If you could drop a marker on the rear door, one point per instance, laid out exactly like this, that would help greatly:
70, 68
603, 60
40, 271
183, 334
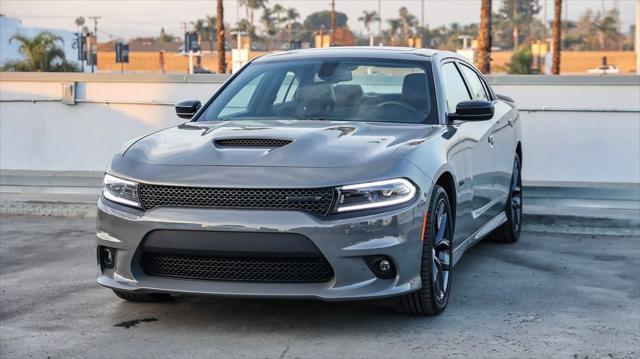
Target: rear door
480, 158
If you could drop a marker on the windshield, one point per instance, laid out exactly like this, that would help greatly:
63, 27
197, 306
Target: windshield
328, 89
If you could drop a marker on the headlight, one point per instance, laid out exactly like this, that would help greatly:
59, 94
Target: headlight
375, 194
121, 191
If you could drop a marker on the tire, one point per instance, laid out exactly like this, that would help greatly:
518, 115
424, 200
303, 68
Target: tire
509, 231
435, 271
142, 297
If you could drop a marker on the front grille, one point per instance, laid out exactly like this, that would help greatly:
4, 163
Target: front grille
244, 269
252, 142
316, 200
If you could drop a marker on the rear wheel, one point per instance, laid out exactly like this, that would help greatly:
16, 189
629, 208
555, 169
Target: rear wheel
142, 297
509, 232
435, 271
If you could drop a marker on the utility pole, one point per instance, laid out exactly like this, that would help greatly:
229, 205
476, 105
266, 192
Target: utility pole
422, 13
380, 21
94, 43
333, 22
637, 43
556, 43
222, 57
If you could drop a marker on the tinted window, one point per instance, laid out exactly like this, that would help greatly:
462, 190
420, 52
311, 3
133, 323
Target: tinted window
475, 83
239, 103
454, 87
348, 89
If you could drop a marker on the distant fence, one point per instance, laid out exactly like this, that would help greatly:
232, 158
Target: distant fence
577, 129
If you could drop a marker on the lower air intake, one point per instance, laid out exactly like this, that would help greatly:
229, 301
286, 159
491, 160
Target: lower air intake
240, 269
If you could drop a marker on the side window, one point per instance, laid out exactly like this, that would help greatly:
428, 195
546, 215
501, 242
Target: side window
287, 89
454, 87
240, 102
475, 83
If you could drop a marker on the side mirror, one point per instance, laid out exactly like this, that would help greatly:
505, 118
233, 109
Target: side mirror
187, 108
474, 110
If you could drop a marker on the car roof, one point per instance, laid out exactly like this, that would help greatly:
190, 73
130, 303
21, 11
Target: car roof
381, 52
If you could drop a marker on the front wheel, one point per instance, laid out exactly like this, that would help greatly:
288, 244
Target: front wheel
509, 232
435, 270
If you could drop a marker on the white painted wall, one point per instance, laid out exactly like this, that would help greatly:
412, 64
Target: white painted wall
571, 145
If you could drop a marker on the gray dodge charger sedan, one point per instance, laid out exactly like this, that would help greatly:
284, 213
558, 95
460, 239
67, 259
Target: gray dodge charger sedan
337, 174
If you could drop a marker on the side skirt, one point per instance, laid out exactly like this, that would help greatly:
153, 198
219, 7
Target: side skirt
494, 223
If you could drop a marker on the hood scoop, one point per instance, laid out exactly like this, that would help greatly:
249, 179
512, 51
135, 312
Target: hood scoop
251, 142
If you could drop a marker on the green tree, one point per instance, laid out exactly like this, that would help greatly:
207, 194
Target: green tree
164, 37
515, 19
278, 10
206, 29
41, 54
292, 16
409, 22
316, 20
367, 18
521, 62
394, 26
251, 6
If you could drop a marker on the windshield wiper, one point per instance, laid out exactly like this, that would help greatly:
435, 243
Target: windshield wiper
319, 118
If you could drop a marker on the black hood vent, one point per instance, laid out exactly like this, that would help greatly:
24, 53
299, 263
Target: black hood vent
251, 142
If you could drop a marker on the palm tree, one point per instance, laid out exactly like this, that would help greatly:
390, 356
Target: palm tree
41, 54
408, 22
607, 27
394, 26
367, 18
557, 38
484, 38
251, 6
292, 16
222, 56
79, 22
278, 9
268, 22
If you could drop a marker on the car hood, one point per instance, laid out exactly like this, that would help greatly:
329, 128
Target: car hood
313, 143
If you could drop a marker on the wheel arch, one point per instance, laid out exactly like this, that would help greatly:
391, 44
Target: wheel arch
519, 152
447, 181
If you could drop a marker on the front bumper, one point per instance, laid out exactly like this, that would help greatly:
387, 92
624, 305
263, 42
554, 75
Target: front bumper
343, 242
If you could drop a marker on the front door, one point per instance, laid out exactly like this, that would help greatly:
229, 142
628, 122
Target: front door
477, 142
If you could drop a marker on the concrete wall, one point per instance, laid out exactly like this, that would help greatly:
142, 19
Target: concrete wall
577, 129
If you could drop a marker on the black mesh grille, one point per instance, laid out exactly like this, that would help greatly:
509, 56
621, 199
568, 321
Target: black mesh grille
277, 270
252, 142
317, 200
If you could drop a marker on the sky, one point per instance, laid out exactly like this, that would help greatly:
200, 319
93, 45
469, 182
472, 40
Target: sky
124, 19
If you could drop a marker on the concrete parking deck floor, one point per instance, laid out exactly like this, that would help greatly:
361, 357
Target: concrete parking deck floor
546, 296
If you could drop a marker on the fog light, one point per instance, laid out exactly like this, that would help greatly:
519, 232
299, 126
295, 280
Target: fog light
384, 266
381, 266
107, 257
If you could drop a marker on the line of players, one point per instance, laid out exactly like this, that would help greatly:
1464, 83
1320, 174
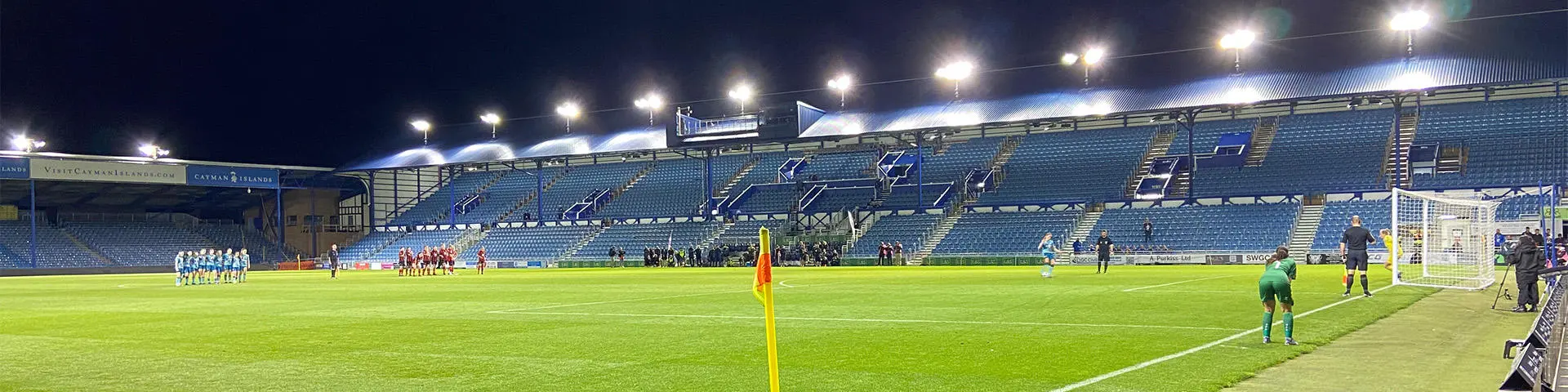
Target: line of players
211, 267
430, 261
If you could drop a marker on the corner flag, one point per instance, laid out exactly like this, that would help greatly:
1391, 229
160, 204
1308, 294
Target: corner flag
763, 287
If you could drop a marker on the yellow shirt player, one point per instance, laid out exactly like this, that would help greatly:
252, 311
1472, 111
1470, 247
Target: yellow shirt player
1392, 250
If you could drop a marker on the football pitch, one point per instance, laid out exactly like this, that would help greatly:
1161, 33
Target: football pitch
910, 328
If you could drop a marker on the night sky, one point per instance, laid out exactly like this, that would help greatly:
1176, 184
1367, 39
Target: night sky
328, 82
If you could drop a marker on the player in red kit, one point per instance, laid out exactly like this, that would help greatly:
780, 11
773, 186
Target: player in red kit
480, 265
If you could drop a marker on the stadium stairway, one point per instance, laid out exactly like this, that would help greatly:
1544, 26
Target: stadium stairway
88, 250
1305, 231
941, 229
468, 238
1159, 145
491, 182
1263, 138
715, 234
529, 199
630, 182
1085, 226
734, 179
1405, 136
584, 242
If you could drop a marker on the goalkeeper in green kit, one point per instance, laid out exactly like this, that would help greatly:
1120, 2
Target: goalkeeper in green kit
1275, 283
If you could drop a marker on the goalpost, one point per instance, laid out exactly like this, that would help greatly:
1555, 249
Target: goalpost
1443, 242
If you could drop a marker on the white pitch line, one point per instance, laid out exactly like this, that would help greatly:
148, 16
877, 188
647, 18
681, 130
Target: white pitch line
1176, 283
632, 300
1196, 349
874, 320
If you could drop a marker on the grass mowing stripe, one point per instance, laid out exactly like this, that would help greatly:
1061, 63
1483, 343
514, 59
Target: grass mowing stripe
1178, 283
634, 300
879, 320
1196, 349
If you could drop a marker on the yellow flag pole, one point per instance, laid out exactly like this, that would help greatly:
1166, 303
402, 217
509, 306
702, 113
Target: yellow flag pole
765, 262
773, 347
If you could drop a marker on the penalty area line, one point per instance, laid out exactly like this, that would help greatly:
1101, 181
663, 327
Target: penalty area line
634, 300
1196, 349
874, 320
1178, 283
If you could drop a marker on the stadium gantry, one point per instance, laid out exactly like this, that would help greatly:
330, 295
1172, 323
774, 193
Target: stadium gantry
980, 182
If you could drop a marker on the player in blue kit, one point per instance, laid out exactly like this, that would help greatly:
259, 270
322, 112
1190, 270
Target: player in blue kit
245, 264
1048, 252
179, 269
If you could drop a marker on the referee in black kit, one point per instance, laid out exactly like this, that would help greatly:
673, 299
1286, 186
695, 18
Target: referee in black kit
1353, 248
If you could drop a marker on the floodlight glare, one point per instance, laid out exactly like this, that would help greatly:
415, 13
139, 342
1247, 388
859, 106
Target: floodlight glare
1094, 56
568, 110
25, 145
651, 102
1239, 39
957, 71
421, 124
153, 151
841, 83
1068, 59
1410, 20
742, 93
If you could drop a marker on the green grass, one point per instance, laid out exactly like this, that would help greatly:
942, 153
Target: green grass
617, 330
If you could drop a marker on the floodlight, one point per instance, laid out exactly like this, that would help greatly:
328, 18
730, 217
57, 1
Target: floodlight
742, 93
651, 102
957, 71
1239, 39
153, 151
843, 85
568, 110
25, 145
1094, 56
492, 119
1410, 20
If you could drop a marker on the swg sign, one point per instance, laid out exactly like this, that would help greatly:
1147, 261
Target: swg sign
13, 168
225, 176
105, 172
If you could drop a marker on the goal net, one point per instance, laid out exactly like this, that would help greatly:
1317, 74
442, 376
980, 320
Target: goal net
1443, 240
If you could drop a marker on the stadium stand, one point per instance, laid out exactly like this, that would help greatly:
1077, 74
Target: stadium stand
1506, 143
506, 195
584, 179
1336, 216
56, 248
1295, 160
910, 229
138, 243
1089, 165
1205, 228
366, 247
835, 199
1007, 233
671, 189
635, 237
439, 201
840, 165
529, 243
416, 240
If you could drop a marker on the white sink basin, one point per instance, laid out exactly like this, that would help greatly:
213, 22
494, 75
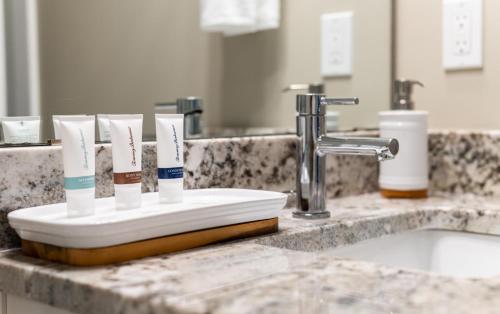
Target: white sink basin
451, 253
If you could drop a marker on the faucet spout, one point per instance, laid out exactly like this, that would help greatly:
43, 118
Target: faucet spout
314, 144
382, 148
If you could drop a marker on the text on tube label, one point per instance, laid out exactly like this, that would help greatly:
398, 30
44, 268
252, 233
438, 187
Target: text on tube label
78, 183
127, 177
170, 173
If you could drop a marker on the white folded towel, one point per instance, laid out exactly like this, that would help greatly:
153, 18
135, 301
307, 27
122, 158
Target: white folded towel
237, 17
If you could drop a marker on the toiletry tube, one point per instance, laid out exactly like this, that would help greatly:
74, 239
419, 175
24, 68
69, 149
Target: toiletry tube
18, 130
170, 142
126, 139
57, 124
78, 138
104, 131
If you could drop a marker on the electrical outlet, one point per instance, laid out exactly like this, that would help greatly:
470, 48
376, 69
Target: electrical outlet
336, 44
462, 34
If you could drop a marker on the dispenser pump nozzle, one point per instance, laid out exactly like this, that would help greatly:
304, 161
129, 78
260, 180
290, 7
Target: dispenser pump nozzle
403, 90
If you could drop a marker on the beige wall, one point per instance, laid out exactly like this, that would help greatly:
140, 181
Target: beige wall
122, 56
258, 66
459, 99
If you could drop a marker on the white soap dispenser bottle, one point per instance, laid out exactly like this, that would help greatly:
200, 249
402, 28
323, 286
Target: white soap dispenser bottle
407, 175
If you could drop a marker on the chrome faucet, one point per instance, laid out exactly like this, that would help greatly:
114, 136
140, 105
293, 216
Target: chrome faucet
314, 145
191, 108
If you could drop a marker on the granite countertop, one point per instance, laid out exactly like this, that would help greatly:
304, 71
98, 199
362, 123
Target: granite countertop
282, 273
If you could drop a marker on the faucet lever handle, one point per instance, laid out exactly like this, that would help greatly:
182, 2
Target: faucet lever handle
316, 88
340, 101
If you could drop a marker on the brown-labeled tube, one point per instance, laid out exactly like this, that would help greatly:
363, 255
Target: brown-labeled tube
126, 139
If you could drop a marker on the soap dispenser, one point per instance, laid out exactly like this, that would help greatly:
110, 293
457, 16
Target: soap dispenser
332, 117
407, 175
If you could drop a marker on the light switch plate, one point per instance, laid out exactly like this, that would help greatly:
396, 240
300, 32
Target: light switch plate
336, 44
462, 34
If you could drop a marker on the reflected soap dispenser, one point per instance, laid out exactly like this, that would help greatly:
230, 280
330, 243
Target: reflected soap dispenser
407, 175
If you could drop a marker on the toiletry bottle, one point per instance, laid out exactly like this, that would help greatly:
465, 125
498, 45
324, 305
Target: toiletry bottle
407, 175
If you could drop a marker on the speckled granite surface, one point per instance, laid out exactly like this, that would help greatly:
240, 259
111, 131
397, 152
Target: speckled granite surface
34, 176
460, 162
255, 276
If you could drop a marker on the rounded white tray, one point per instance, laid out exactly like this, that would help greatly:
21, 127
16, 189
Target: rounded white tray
201, 209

======

◆ **Exercise brief**
Please print the lines above exactly, beginning at the first line of the entries and ending at the line holding "If you could drop a marker on the windshield, one", and leave the pictures out.

◆ **Answer to the exercise**
If you could drop a marker on the rear door, one point per instance, laid out exactly like this, that would help greatly:
70, 68
603, 60
40, 271
183, 334
Target: rear door
480, 158
If you could drop a marker on the windshield, one point per instance, laid out exactly like this, that would help greatly:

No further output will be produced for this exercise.